◆ **Fragmento proporcionado**
------------------------------------

De las canciones de José Manuel Aguilera, Saúl prefiere cantar una cuyo coro sentencia: "En este país la mayor atracción son las ruinas."

El misticismo permite que a tus demonios los conviertas en ángeles. En el misticismo no existe la doctrina, no hay burocracia, tú puedes ser Dios. Vete con los lacandones, con los otomís, con quien se te hinche un huevo. Los indios son sabios no porque conozcan todos los libros, sino porque se empeñan en no perder la herencia. Si esos güeyes sobreviven es por sabiduría. Ellos tienen la magia y la religión. Los indios se miran a los ojos y se sueltan verdades. Se acercan y dicen: "Cómo está tu corazón?", en lugar de preguntar: "Qué tal te fue en el trabajo? A quién te cogiste?"

El silencio, como cualquier otra incapacidad física, tiende a desarrollar facultades paralelas capaces de sobrevivir a él. Experto en tan urgentes menesteres, Saúl aguarda por el instante de volver al silencio: pasada la operación, su convalescencia le exigirá, entre otras cosas, guardarse todas sus palabras y vivir las emociones hacia dentro. No es la primera vez que el caifán debe aprestarse a los rigores de la terapia hermética; de ahí que ahora, cuando el quirófano se acerca como un enorme monstruo silencioso y cargado de amenazas, Saúl esté listo para volver a hablar con la elocuencia que sólo se da en los espejos del espíritu, también conocidos como ojos.

------------------------------------

◆ **Acción requerida A**
Resume en dos oraciones el fragmento sobre Saúl.
◆ **Acción requerida B**
Contesta estas preguntas con datos del fragmento sobre Saúl.
(i) ¿De quién es la canción que Saúl prefiere cantar?
(ii) ¿Por qué son sabios los indios, según el fragmento?
(iii) ¿Con qué otro nombre se conocen los espejos del espíritu?
◆ **Acción requerida C**
Prosigue el fragmento sobre Saúl a partir de su última oración.

(Registros de origen)
------------------------------------

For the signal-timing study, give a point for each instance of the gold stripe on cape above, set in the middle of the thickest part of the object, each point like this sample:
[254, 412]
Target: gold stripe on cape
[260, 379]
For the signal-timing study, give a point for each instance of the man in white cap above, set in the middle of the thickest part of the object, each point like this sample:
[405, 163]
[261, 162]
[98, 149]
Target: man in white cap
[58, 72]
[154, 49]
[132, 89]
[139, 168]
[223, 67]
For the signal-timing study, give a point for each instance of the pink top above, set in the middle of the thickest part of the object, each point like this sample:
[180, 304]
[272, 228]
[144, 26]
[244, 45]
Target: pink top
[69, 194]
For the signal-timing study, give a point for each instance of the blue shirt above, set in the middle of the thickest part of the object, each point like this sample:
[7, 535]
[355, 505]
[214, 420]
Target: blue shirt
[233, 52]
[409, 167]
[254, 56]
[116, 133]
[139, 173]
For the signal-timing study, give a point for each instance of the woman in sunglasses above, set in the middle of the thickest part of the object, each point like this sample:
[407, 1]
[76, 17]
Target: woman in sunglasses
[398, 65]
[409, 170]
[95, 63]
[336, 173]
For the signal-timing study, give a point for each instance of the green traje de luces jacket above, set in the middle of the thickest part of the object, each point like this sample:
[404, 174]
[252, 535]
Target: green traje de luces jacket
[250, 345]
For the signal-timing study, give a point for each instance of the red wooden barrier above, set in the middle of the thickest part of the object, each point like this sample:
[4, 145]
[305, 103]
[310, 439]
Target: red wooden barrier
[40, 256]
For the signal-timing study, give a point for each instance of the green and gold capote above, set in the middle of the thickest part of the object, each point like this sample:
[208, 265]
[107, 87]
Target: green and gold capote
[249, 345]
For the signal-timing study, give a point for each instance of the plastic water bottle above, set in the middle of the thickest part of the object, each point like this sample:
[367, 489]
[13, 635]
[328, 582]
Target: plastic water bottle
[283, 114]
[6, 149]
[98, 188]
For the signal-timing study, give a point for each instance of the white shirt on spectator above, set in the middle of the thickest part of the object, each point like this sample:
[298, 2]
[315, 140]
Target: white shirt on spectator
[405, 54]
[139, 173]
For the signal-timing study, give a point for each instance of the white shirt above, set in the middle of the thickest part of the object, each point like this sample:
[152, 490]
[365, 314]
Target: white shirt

------------------------------------

◆ **Espacio de respuesta A**
Saúl prefiere cantar una canción de José Manuel Aguilera cuyo coro afirma que en este país la mayor atracción son las ruinas, y el fragmento sostiene que el misticismo permite convertir a los demonios en ángeles y que los indios son sabios porque se empeñan en no perder la herencia. Ante una operación cuya recuperación le exigirá guardarse sus palabras, Saúl, que ya ha pasado antes por esa terapia, está listo para volver a hablar con los ojos.

◆ **Espacio de respuesta B**
(i) De José Manuel Aguilera.
(ii) Porque se empeñan en no perder la herencia.
(iii) Como ojos.

◆ **Espacio de respuesta C**
Uno tiene la posibilidad de estrellarse, y tiene pavor de estrellarse, y entonces crea, porque el crear es en sí una posibilidad de vida. Brian Eno decía: "Cuando subas a un avión, no tengas miedo a estrellarte", porque ya ves, uno sale vivo y siguen pasando cosas. Sí: uno va muriendo cada vez que da, pero al menos puede seguirlo haciendo por toda su vida.

(Zoom out) Son las diez de la noche: hora de zarpar hacia la suculenta negrura que se tiende frente a la cantina de Insurgentes y Liverpool como un abrazo sin orillas. El kamikaze lubrica las neuronas con un último trago de tequila, mira mis apuntes y señala: Ahí te encargo el memorándum íntimo. Cuando la madrugada nos sorprenda, dichosamente integrados a una invencible manada cuyo solo empeño será el de no dejar vivo un solo trozo de esta noche, la rocola de un tugurio pringoso y preñado de festiva desesperanza dejará escapar el lamento que sonará familiar como una botella de cocacola: "Tú estás ausente y poco a poco muero yo." Entonces el kamikaze, que difícilmente resiste una canción de la Santanera sentado, trepará a la pista, listo para mover el bote con una jugosa desconocida, no sin antes dictarme un último apunte para el memorándum íntimo:

Me cagan esos que chupan la piel, pero no reconocen la sangre.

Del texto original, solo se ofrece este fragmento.